- [What needs to be done]: Output the records exactly. Include every line.

— start of Listed entries —

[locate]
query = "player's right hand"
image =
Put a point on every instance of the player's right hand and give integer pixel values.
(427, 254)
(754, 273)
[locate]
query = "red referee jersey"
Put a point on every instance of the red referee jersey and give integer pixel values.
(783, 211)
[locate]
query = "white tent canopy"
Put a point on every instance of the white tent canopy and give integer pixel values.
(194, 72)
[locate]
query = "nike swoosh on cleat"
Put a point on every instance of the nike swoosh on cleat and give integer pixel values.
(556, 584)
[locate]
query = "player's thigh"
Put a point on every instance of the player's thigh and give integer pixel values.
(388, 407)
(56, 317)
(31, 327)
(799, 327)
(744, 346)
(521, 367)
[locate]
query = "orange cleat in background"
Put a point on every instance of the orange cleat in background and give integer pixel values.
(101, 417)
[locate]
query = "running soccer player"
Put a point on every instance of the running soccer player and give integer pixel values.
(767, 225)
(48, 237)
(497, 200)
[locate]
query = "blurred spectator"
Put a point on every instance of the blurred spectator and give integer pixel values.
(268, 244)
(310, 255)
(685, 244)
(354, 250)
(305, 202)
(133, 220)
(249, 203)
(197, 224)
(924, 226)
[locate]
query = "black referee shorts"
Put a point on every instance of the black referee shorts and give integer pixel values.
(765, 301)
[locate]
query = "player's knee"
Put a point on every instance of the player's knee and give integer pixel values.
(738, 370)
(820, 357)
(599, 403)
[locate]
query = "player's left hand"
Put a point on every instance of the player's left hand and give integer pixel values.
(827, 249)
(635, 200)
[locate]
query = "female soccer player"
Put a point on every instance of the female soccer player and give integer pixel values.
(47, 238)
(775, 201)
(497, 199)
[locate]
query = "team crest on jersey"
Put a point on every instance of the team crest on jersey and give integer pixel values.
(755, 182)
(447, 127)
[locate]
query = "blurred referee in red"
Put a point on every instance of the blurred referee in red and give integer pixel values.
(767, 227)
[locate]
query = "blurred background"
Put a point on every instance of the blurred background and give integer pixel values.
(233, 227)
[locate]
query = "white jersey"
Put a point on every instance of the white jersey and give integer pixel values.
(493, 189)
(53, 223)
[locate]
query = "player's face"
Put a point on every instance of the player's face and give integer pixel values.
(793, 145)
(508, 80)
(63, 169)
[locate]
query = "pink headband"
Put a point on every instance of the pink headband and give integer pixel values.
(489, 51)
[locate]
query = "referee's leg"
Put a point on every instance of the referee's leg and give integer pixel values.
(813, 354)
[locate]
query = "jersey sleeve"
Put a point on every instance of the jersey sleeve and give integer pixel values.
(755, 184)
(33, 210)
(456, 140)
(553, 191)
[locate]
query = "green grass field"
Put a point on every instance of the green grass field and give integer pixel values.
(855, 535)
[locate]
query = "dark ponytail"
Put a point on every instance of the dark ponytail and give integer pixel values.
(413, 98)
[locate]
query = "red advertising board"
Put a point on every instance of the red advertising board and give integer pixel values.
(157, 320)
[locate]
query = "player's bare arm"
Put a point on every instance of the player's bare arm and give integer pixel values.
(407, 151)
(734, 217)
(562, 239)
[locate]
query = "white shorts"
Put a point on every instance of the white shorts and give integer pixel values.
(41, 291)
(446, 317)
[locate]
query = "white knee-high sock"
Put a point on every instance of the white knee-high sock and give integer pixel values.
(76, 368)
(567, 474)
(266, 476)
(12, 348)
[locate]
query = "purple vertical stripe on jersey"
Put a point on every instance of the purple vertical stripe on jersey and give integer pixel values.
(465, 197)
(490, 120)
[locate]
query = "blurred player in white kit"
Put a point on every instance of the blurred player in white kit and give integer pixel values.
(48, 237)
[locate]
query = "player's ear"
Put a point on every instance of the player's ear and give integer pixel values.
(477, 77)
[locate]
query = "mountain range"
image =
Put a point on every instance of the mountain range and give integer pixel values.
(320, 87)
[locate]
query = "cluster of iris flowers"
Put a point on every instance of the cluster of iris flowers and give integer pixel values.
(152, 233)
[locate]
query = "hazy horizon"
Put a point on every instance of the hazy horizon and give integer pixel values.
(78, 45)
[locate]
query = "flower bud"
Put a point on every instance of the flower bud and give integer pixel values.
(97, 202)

— end of Listed entries —

- [Response for this exercise]:
[locate]
query = "player's right hand"
image =
Put a point on every instance of the player's right hand and give integer pixel values.
(427, 254)
(754, 273)
[locate]
query = "red referee jersey"
Put a point on every instance of the red referee jersey and give integer pixel values.
(783, 211)
[locate]
query = "white tent canopy"
Put a point on every instance of the white tent canopy and give integer pixel values.
(194, 72)
[locate]
query = "nike swoosh on cleat"
Put a point on every instance of the nike swoosh on cleat and give integer pixel values.
(556, 584)
[locate]
query = "player's thigh"
Put a point on every instance of the player's thigh and give integer pixel values.
(388, 407)
(56, 317)
(31, 327)
(799, 327)
(744, 346)
(521, 367)
[locate]
query = "orange cleat in background"
Put a point on every instance of the orange cleat in background and give integer pixel values.
(101, 417)
[locate]
query = "running soccer player"
Put a point on every instance of the running soccer player and give integer pixel values.
(767, 225)
(48, 237)
(497, 200)
[locate]
query = "blurred spectator"
Put a point on every instance of the blurred spectator and give integer pixel values.
(268, 244)
(310, 255)
(685, 244)
(354, 250)
(305, 202)
(133, 220)
(249, 203)
(197, 224)
(924, 226)
[locate]
query = "black referee shorts"
Put a point on every instance of the black referee shorts and give integer pixel values.
(765, 301)
[locate]
query = "player's knee"
Put a point on every instance of the player's knee and give integer pixel values.
(738, 370)
(820, 357)
(599, 403)
[locate]
query = "player's left hand"
Put a point on every instance of the player's left hand and give integer pixel values.
(827, 249)
(635, 200)
[locate]
query = "female soccer player"
Put a point on every instance of the female soccer player and give integer pixel values.
(47, 238)
(775, 201)
(497, 199)
[locate]
query = "team crest on jersey"
Put a point on every instance of the team crest on jersey and give integer pixel values.
(755, 182)
(447, 127)
[locate]
query = "blurred referee in red"
Put a point on every instance of the blurred referee in red and give integer pixel values.
(767, 227)
[locate]
query = "blurred background"
Put a point on every instance of the blurred background and give integer pixel values.
(233, 227)
[locate]
query = "white jersey"
Put a point on every instance of the white jersey and give integer pixel values.
(493, 189)
(53, 223)
[locate]
query = "player's face"
Put a point on every instance of the player's face and give integer pixel values.
(793, 145)
(508, 80)
(63, 169)
[locate]
query = "pink headband"
Put a point on every instance of the pink headband and give integer pixel values.
(489, 51)
[locate]
query = "referee's leg"
Put a point on every instance of the referee's leg and give integer pixel values.
(813, 354)
[locate]
query = "jersey sleeve"
Put a point on every instance of the jersey sleeve and give integer pixel values.
(755, 184)
(33, 210)
(456, 140)
(553, 191)
[locate]
query = "green grass field"
Put a point on every instance of the green grass field and give integer pixel values.
(855, 535)
[locate]
query = "dark ponytail"
Put a point on every instance of the dark ponytail and give integer pixel values.
(413, 98)
[locate]
query = "red advertising board"
Put a point on every instance of the red advertising board and give integer pixel values.
(157, 320)
[locate]
query = "player's bare arm"
Put a point on every instance of the player's bare arm and give integer pixel values.
(407, 151)
(734, 217)
(562, 239)
[locate]
query = "white shorts"
Put a point on every instance of the white shorts and give integer pixel values.
(41, 291)
(446, 317)
[locate]
query = "white knee-high sock"
Put a point on every instance of the white knee-high sock and give integer pixel values.
(76, 368)
(567, 474)
(266, 476)
(12, 348)
[locate]
query = "purple vertical stripe on jersey"
Put a point on every instance of the purple vertical stripe on jersey and give integer pixel values.
(465, 197)
(490, 120)
[locate]
query = "blurred player in white kit"
Put a point on every instance of the blurred player in white kit and give integer pixel values.
(48, 237)
[locate]
query = "player's ear"
Put a point on every instance of the player's ear and give integer pixel values.
(477, 77)
[locate]
query = "mountain range"
image =
Put a point on every instance of the mountain range and give integer pixel values.
(320, 87)
[locate]
query = "cluster of iris flowers"
Put a point on every instance of the cluster of iris flowers and give integer pixel values.
(152, 233)
[locate]
query = "hazy horizon"
Put a point on every instance of the hazy horizon and give integer pixel values.
(78, 45)
[locate]
query = "flower bud"
Put a point on every instance of the flower bud and give integer pixel values.
(97, 202)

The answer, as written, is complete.